__YOUR OBJECTIVE__:
Copy out the rows below word for word, starting at the line that contains "boy's dark jacket --> bounding box" and continuing through the last row, with both ends included. Leave any pictures out of your copy.

__EXERCISE MATERIAL__:
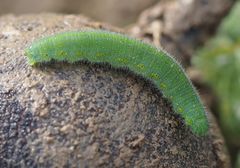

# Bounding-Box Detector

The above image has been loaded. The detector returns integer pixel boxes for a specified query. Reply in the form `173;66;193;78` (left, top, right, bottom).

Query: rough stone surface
129;0;234;66
0;14;229;168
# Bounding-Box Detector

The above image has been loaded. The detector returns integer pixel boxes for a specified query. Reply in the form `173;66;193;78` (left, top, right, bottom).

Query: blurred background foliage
0;0;160;27
193;1;240;168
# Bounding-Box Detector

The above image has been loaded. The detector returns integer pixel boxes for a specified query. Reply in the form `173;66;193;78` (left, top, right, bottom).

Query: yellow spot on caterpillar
160;83;167;89
178;107;183;113
58;51;67;57
185;118;193;125
137;64;145;70
150;73;159;79
96;53;104;57
76;51;83;56
117;58;128;64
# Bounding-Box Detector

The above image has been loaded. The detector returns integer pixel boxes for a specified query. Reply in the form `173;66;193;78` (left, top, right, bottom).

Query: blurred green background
0;0;240;168
193;1;240;168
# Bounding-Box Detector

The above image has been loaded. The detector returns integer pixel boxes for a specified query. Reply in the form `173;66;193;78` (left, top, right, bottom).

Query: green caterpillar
25;30;208;136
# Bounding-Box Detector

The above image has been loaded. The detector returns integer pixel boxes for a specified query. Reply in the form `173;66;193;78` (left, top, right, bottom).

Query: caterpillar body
25;30;208;136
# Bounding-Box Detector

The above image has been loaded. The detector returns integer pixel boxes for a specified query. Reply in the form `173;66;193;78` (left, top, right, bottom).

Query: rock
0;14;229;168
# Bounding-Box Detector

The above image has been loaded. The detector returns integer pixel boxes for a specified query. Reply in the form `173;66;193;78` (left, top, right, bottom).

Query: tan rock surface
0;14;229;168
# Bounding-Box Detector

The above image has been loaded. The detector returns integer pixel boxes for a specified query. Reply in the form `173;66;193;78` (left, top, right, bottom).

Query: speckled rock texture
0;14;229;168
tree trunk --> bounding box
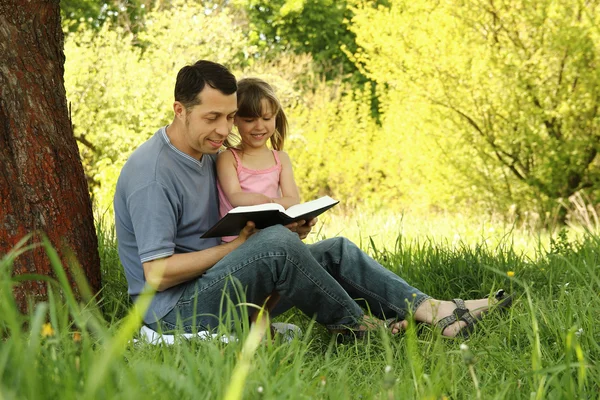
[0,0,100,310]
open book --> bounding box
[200,196,339,239]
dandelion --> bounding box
[42,322,54,337]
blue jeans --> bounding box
[151,225,430,332]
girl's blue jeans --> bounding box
[151,225,429,332]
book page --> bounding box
[228,203,285,214]
[285,196,337,218]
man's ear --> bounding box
[173,101,186,119]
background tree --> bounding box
[0,0,100,307]
[351,0,600,220]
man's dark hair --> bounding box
[175,60,237,108]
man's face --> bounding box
[180,85,237,160]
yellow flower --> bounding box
[42,322,54,337]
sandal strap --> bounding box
[435,314,457,332]
[452,299,477,326]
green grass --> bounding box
[0,219,600,399]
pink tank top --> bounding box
[217,149,281,242]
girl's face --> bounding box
[235,99,276,148]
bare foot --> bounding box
[406,298,493,337]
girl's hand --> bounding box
[236,221,258,243]
[294,218,318,240]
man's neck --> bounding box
[165,120,202,161]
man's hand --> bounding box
[238,221,258,243]
[285,218,318,240]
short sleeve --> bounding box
[127,182,180,263]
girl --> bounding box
[217,78,300,242]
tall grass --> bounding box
[0,217,600,399]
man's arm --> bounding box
[143,222,256,292]
[273,151,300,208]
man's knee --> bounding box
[254,225,301,248]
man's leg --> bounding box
[308,237,430,320]
[309,238,508,336]
[161,226,363,330]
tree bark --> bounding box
[0,0,100,310]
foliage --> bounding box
[65,0,600,219]
[351,0,600,219]
[236,0,356,78]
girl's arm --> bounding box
[217,151,272,207]
[273,151,300,208]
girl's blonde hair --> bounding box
[225,78,288,150]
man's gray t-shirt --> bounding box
[114,127,220,323]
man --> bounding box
[114,61,509,336]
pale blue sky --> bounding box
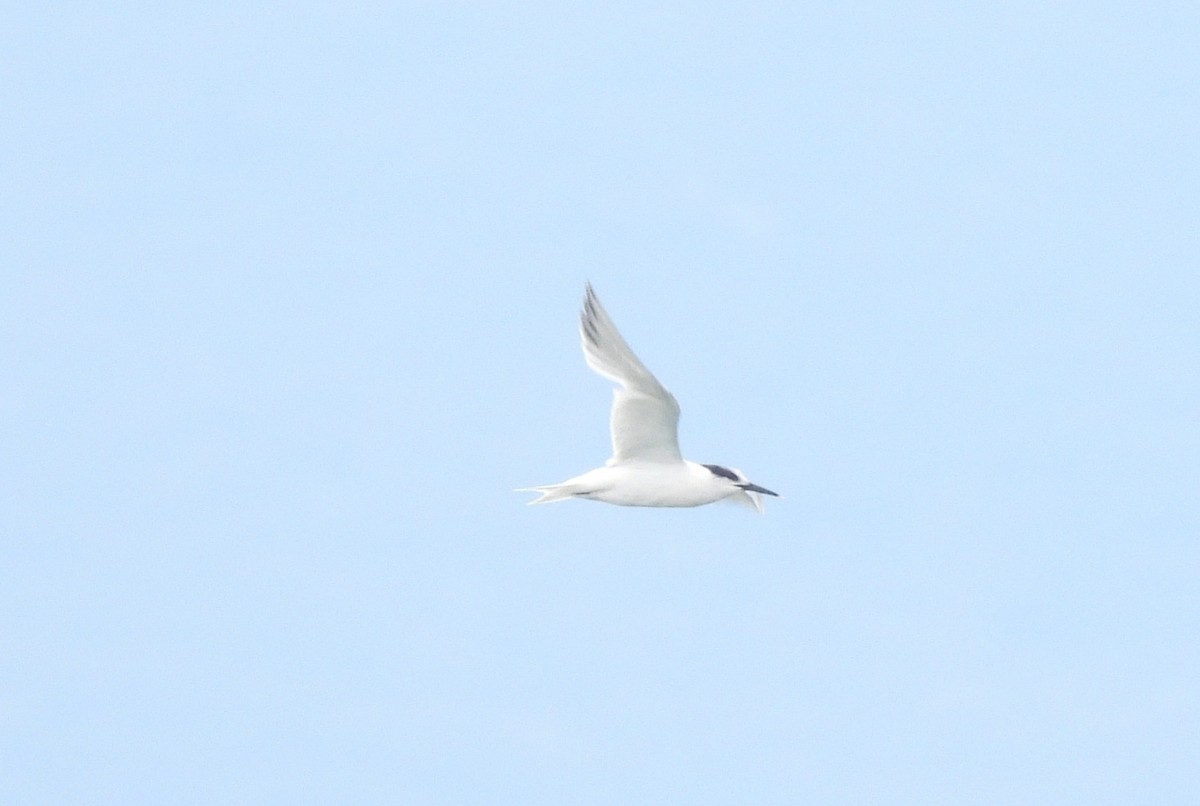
[0,2,1200,806]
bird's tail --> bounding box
[514,485,575,506]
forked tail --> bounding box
[514,485,575,506]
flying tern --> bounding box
[517,283,779,512]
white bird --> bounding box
[517,283,779,512]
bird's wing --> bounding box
[580,284,682,464]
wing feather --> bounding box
[580,283,682,464]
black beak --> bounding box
[738,481,779,498]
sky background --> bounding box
[0,1,1200,806]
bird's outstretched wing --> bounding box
[580,283,682,464]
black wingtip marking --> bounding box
[704,464,738,481]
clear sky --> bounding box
[0,1,1200,806]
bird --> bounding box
[516,283,780,513]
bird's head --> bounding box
[701,464,779,512]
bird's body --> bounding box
[518,285,778,512]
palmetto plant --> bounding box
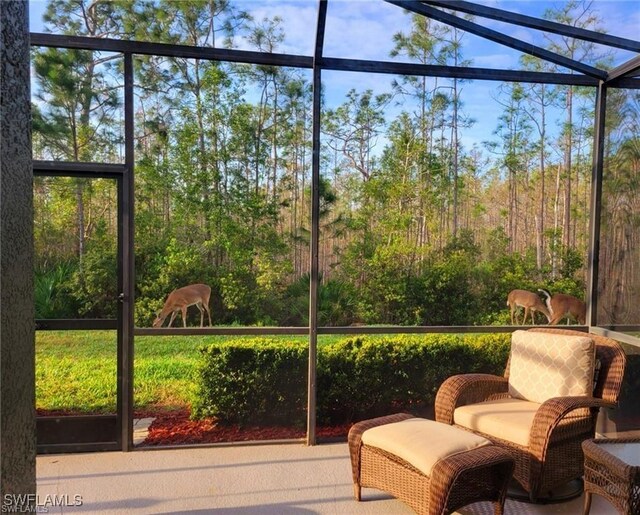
[34,262,74,318]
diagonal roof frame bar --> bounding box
[421,0,640,52]
[384,0,607,80]
[605,55,640,82]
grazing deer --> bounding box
[153,284,211,327]
[540,289,587,325]
[507,290,551,325]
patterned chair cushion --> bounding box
[509,331,595,403]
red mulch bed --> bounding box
[36,408,351,447]
[136,410,351,446]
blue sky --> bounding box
[31,0,640,153]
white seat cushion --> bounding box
[453,399,540,447]
[509,331,595,403]
[362,418,491,476]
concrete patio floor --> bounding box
[37,443,615,515]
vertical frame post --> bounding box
[307,0,327,445]
[118,52,135,451]
[587,81,607,327]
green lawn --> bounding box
[36,331,342,413]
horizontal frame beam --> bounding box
[33,161,127,178]
[385,0,607,80]
[320,57,598,87]
[31,33,640,89]
[31,32,313,68]
[134,325,587,336]
[422,0,640,52]
[36,318,118,331]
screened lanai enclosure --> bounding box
[31,0,640,452]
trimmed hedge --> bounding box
[192,334,510,425]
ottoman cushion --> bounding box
[362,418,491,476]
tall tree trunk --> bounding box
[562,86,573,248]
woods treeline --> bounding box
[32,0,640,326]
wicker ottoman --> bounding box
[582,438,640,515]
[349,413,514,515]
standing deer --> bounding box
[540,289,587,325]
[507,290,551,325]
[153,284,211,327]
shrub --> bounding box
[192,338,308,425]
[192,334,510,424]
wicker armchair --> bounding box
[435,328,626,502]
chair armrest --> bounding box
[529,396,616,459]
[435,374,509,425]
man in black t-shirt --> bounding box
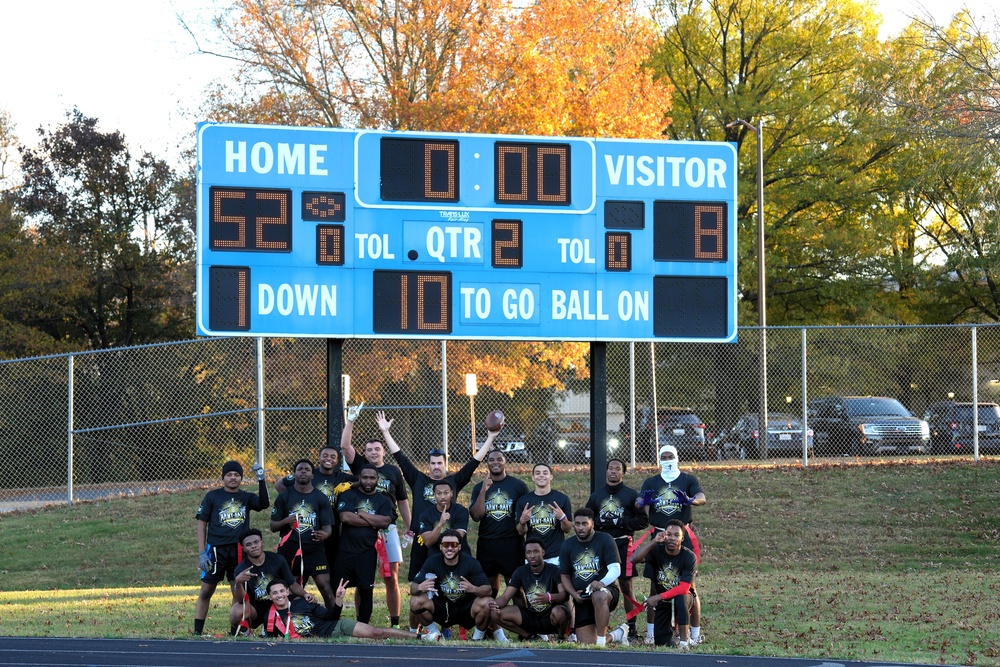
[632,519,698,648]
[194,461,271,635]
[410,530,494,639]
[515,463,573,565]
[274,445,358,566]
[469,451,528,596]
[340,403,413,627]
[411,479,472,560]
[586,459,649,640]
[333,463,395,623]
[375,411,492,581]
[271,459,336,606]
[264,581,416,639]
[636,445,707,644]
[559,507,628,646]
[490,537,569,639]
[229,528,316,634]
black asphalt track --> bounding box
[0,637,952,667]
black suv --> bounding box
[809,396,931,456]
[924,401,1000,454]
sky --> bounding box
[0,0,994,167]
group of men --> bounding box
[194,405,705,647]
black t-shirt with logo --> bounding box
[515,489,573,558]
[639,472,702,528]
[646,544,698,591]
[271,486,336,555]
[234,551,295,603]
[559,531,620,591]
[413,552,490,602]
[393,452,479,532]
[195,482,271,547]
[350,454,404,523]
[413,502,472,556]
[470,475,528,540]
[337,489,395,554]
[586,484,649,537]
[507,562,562,614]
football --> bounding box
[486,410,503,431]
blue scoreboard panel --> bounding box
[197,123,736,341]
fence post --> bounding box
[802,327,809,468]
[441,339,448,461]
[66,354,73,505]
[628,340,636,470]
[972,327,979,462]
[254,336,268,468]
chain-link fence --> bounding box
[0,326,1000,509]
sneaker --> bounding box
[611,623,628,646]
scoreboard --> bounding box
[197,123,736,342]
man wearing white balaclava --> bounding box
[636,445,706,644]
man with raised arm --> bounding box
[469,450,528,596]
[194,461,271,635]
[340,403,413,627]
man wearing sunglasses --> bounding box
[410,530,496,641]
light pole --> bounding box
[726,118,767,452]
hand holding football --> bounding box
[486,410,503,432]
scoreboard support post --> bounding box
[590,341,608,493]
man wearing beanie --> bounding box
[194,461,271,635]
[635,445,706,644]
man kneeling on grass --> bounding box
[264,579,415,639]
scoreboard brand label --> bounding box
[197,124,736,342]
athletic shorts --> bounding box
[517,605,569,635]
[201,544,240,584]
[330,549,378,589]
[278,549,330,579]
[476,535,524,581]
[431,595,476,630]
[385,524,403,563]
[573,585,621,628]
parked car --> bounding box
[531,415,621,463]
[808,396,931,456]
[618,407,716,463]
[715,412,813,459]
[924,401,1000,454]
[451,422,532,463]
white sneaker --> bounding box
[611,623,628,646]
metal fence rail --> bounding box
[0,325,1000,509]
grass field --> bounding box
[0,461,1000,667]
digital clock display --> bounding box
[197,124,736,342]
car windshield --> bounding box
[844,398,913,417]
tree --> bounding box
[198,0,669,137]
[8,110,194,348]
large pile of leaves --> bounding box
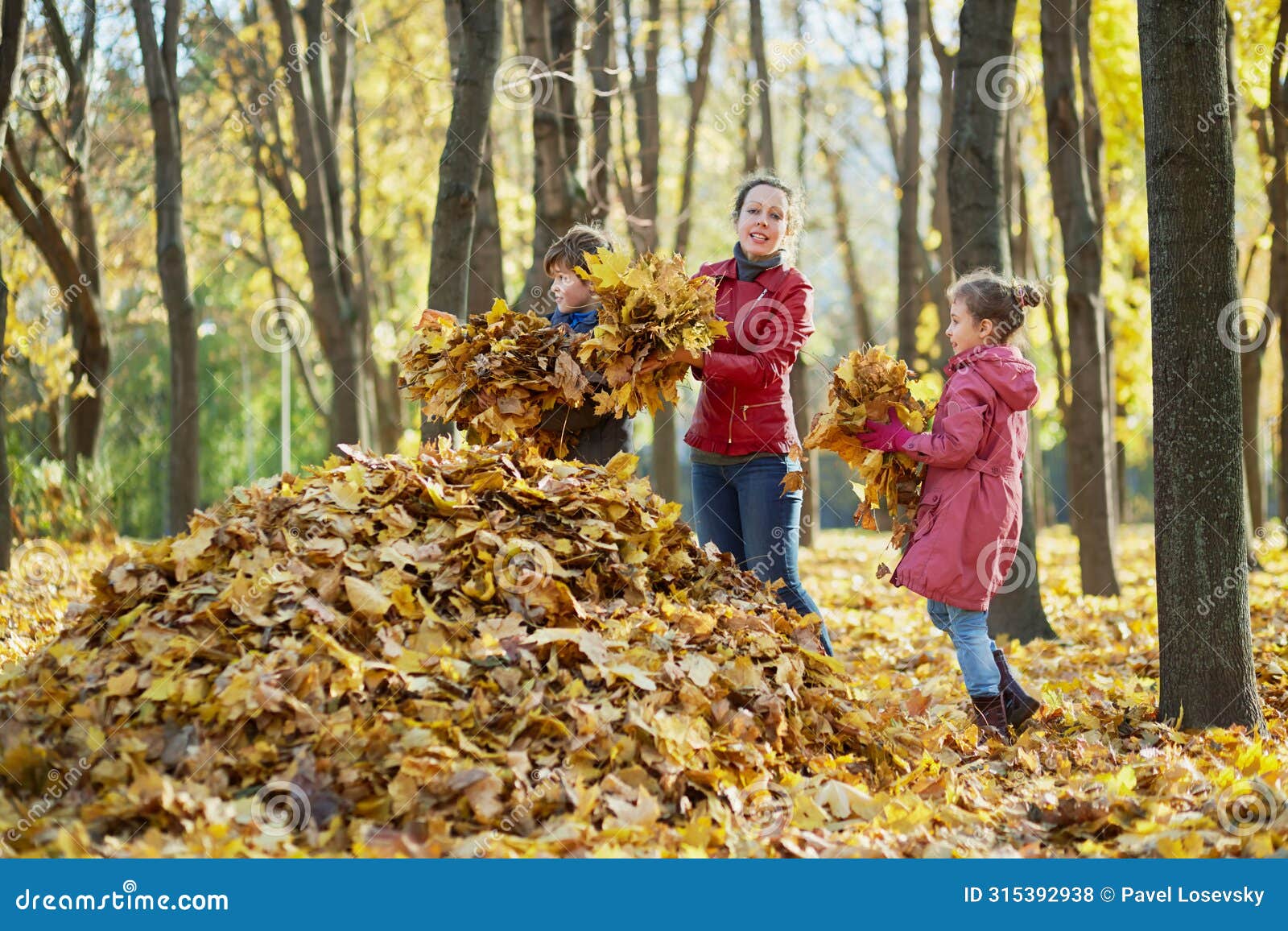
[577,249,728,416]
[398,300,590,455]
[0,444,889,856]
[805,346,934,548]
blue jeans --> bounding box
[693,455,832,656]
[926,600,1002,697]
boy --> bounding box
[541,223,631,466]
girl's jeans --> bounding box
[926,600,1002,697]
[693,455,834,652]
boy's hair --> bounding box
[541,223,613,275]
[948,268,1043,346]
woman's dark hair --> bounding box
[948,268,1043,346]
[729,173,805,258]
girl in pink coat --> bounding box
[859,270,1042,742]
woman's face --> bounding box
[737,184,788,259]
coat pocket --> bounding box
[912,491,943,540]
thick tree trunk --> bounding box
[133,0,201,534]
[1138,0,1265,730]
[948,0,1055,639]
[1042,0,1118,596]
[0,0,27,571]
[894,0,926,365]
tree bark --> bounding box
[1042,0,1118,596]
[133,0,201,534]
[675,0,728,255]
[948,0,1016,273]
[749,0,778,173]
[0,0,27,571]
[420,0,502,441]
[894,0,926,365]
[518,0,586,309]
[948,0,1055,639]
[1138,0,1265,731]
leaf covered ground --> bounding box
[0,472,1288,856]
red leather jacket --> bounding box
[684,259,814,455]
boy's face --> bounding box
[550,262,595,312]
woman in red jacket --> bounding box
[676,176,832,655]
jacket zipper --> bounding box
[725,288,769,448]
[725,384,747,446]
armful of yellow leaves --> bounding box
[805,346,935,549]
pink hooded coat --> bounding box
[890,346,1038,611]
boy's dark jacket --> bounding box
[541,308,631,466]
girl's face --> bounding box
[945,298,994,356]
[550,263,595,312]
[737,184,788,259]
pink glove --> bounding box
[855,416,917,453]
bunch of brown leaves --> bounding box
[398,300,590,455]
[805,346,934,549]
[577,249,728,416]
[0,444,887,856]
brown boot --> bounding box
[970,695,1011,744]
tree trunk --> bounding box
[948,0,1016,273]
[586,0,617,223]
[894,0,926,366]
[749,0,778,173]
[1138,0,1265,730]
[675,0,728,254]
[948,0,1055,639]
[819,139,872,346]
[0,0,27,573]
[925,10,956,365]
[515,0,586,308]
[1042,0,1118,596]
[133,0,201,534]
[788,4,823,548]
[420,0,502,441]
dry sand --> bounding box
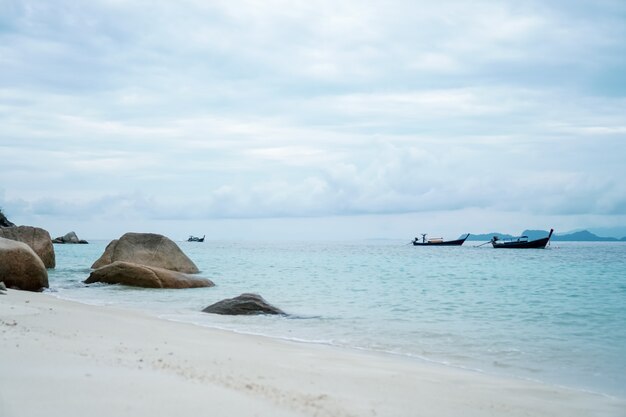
[0,290,626,417]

__SOLUTION TO THE EXERCISE__:
boy's dark jacket --> bounding box
[541,308,631,466]
girl's face --> bounding box
[945,298,994,356]
[550,263,595,312]
[737,184,788,259]
pink glove --> bounding box
[855,416,917,453]
bunch of brown leaves --> bounding box
[398,300,590,455]
[805,346,934,549]
[577,249,728,416]
[0,444,887,856]
brown boot --> bounding box
[970,695,1011,744]
tree trunk --> bounding box
[948,0,1016,273]
[586,0,617,223]
[894,0,926,366]
[749,0,778,173]
[1138,0,1265,730]
[675,0,728,254]
[948,0,1055,639]
[819,139,872,346]
[0,0,27,573]
[925,10,956,365]
[515,0,586,308]
[1042,0,1118,596]
[133,0,201,534]
[788,4,823,548]
[420,0,502,441]
dry sand --> bounding box
[0,290,626,417]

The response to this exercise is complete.